* [Exercise]
Complete, exact copies of all entries are needed.

* [Provided entries]
- - - -

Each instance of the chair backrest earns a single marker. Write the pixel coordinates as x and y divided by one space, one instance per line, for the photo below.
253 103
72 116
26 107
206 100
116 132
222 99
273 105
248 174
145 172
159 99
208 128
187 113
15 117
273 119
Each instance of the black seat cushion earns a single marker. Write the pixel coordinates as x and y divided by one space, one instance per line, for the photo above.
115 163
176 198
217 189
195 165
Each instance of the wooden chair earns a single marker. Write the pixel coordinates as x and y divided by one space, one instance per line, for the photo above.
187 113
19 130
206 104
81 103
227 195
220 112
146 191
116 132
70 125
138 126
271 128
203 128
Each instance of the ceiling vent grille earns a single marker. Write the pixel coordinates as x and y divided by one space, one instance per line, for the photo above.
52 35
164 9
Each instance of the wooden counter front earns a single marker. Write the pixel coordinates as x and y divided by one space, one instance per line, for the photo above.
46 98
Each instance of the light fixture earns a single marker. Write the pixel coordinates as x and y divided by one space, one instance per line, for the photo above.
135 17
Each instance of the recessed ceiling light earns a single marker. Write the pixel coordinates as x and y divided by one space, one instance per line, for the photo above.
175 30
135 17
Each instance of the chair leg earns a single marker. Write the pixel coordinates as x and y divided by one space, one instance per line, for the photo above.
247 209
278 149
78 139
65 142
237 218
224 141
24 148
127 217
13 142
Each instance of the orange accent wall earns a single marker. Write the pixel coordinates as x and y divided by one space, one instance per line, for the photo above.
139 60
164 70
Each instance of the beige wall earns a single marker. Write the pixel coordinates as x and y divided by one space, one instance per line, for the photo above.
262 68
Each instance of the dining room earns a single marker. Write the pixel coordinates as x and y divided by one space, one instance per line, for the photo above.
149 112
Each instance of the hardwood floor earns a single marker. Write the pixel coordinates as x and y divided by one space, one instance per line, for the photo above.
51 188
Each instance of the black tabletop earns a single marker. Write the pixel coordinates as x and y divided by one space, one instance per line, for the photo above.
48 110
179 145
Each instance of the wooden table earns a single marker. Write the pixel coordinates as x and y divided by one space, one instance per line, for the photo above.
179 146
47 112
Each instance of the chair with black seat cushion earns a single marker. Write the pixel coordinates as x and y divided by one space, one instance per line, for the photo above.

- - - -

* [Result]
Each instance of the chair backrest earns a single marker. Write the pixel coordinates as x and y divided by one space, one instance per line, for the photo below.
253 103
72 116
26 107
206 100
116 132
222 99
273 105
248 174
145 172
159 99
208 128
187 113
15 117
273 119
Each instance of the black seat cushion earns a single marker. Write the pixel coordinates as x and y divided by one space, one instance per line, for the photo above.
115 163
176 198
217 189
195 165
Each instance of the wooden chair earns a single marker. Write the pixel coordinates as x and y divided by one space, one instance per line, for the photo above.
187 113
19 130
206 104
81 103
227 195
220 112
146 191
116 132
70 125
138 126
271 128
203 128
Each instance of the ceiling vent grille earns a single marker. Write the pixel coordinates as x and y divided by one space, one instance per line, for the photo above.
52 35
164 9
Each instance of the wooden counter front earns a single marker. Write the pixel coordinates as x and y divided by one space, one instance per line, for the photo above.
46 98
Each instance of the light fixture earns a single marker. Write the pixel coordinates as x and y divided by one space, one instance per line, for the photo above.
135 17
Each instance of the recessed ceiling light earns a single marker. Write the pixel coordinates as x and y divided by one space, one instance per line, for the photo above.
175 30
135 17
Each instance of the chair leg earns a single marker. Write the pixel coordinates as x and y divided by one space, one instance per line, for the photo above.
247 209
278 149
78 139
65 142
237 218
224 141
24 148
127 217
13 142
Each instance of the orange accent wall earns a single marker. Write the pixel coordinates as x and y divided by one space, one instance per line, for the photo above.
139 60
164 70
Each instance of the beige wall earns a single marker. Write the pixel coordinates as x and y divided by one space, one instance per line, for the photo above.
262 68
Each instance of the dining room earns a single marker. Write the pixel coordinates as x and y divided by one space, one instance per line, for the photo above.
149 112
Each instance of the hardwood floor earns a single marker. Write the pixel coordinates as x and y divided by one space, one instance per line, for the photo above.
51 188
Each instance of the black tabletop earns a single marker. Write the pixel coordinates as x and y divided by one space, one instance per line, for the photo above.
48 110
179 145
Each instance of the wooden table earns a single marker. Write the pixel coordinates as x and y divided by one space, one instance per line, for the photo above.
179 146
47 112
Each instance of the chair with black seat cushion earns a single marker. Write the pixel coordinates as x and y divided by one space, one instance per line, for the photo above.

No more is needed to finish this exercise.